→ **Exercise instructions**
Reproduce the text below about the poem "The Weakness" in full, word for word.

Text for analysis below:

Poets remind us of how it was – and how, in fact, it still is
One day our descendants will think it incredible that we paid so much attention to things like the amount of melanin in our skin or the shape of our eyes or our gender instead of the unique identities of each of us as complex human beings. – Franklin Thomas
The Weakness
That time my grandmother dragged me
through the perfume aisles at Saks, she held me up
by my arm, hissing, "Stand up,"
through clenched teeth, her eyes
bright as a dog’s
cornered in the light.
She said it over and over,
as if she were Jesus,
and I were dead. She had been
solid as a tree,
a fur around her neck, a
light-skinned matron whose car was parked, who walked
on swirling
marble and passed through
brass openings–in 1945.
There was not even a black
elevator operator at Saks.
The saleswoman had brought velvet
leggings to lace me in, and cooed,
as if in service of all grandmothers.
My grandmother had smiled, but not
hungrily, not like my mother
who hated them, but wanted to please,
and they had smiled back, as if
they were wearing wooden collars.
When my legs gave out, my grandmother
dragged me up and held me like God
holds saints by the
roots of the hair. I begged her
to believe I couldn’t help it. Stumbling,
her face white
with sweat, she pushed me through the crowd, rushing
away from those eyes
that saw through
her clothes, under
her skin, all the way down
to the transparent
genes confessing.

End of Text for analysis.
Data provided below:

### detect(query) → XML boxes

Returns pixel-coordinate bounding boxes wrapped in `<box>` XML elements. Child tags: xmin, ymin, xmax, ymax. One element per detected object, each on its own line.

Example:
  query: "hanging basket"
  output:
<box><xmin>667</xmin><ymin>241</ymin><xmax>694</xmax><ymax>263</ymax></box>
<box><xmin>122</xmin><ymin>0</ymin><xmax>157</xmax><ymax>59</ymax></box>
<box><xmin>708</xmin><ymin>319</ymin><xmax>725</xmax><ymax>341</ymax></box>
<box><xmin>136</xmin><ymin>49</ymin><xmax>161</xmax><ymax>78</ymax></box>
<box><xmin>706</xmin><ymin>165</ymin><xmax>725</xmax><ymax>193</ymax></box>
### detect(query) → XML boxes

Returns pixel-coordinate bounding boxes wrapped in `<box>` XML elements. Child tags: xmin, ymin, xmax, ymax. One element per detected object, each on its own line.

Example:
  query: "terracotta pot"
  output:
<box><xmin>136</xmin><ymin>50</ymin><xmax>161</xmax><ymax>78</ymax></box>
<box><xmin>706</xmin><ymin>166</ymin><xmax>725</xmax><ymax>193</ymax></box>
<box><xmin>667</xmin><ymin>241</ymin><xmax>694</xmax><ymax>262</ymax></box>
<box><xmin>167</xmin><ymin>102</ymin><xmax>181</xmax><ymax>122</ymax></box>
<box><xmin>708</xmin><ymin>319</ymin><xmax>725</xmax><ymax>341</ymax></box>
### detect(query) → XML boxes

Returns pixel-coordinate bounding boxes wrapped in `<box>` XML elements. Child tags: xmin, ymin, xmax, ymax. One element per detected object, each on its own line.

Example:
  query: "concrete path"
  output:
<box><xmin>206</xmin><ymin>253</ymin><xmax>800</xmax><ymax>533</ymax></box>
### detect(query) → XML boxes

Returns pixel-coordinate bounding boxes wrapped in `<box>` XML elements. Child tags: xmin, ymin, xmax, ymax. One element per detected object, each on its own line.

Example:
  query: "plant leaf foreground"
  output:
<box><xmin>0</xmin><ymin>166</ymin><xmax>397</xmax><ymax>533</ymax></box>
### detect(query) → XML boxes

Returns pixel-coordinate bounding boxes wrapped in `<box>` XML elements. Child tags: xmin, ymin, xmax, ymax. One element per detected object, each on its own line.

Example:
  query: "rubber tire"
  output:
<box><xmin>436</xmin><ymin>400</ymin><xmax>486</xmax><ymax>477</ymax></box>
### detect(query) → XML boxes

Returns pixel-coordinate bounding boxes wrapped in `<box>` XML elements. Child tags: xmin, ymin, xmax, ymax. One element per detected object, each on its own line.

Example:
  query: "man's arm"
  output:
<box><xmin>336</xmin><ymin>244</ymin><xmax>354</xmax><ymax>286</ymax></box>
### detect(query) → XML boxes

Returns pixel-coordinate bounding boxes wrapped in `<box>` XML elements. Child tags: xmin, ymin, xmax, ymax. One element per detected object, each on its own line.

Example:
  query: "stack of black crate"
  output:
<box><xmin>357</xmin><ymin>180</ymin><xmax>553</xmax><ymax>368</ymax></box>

End of Data provided.

→ **Answer below**
Poets remind us of how it was – and how, in fact, it still is
One day our descendants will think it incredible that we paid so much attention to things like the amount of melanin in our skin or the shape of our eyes or our gender instead of the unique identities of each of us as complex human beings. – Franklin Thomas
The Weakness
That time my grandmother dragged me
through the perfume aisles at Saks, she held me up
by my arm, hissing, "Stand up,"
through clenched teeth, her eyes
bright as a dog’s
cornered in the light.
She said it over and over,
as if she were Jesus,
and I were dead. She had been
solid as a tree,
a fur around her neck, a
light-skinned matron whose car was parked, who walked
on swirling
marble and passed through
brass openings–in 1945.
There was not even a black
elevator operator at Saks.
The saleswoman had brought velvet
leggings to lace me in, and cooed,
as if in service of all grandmothers.
My grandmother had smiled, but not
hungrily, not like my mother
who hated them, but wanted to please,
and they had smiled back, as if
they were wearing wooden collars.
When my legs gave out, my grandmother
dragged me up and held me like God
holds saints by the
roots of the hair. I begged her
to believe I couldn’t help it. Stumbling,
her face white
with sweat, she pushed me through the crowd, rushing
away from those eyes
that saw through
her clothes, under
her skin, all the way down
to the transparent
genes confessing.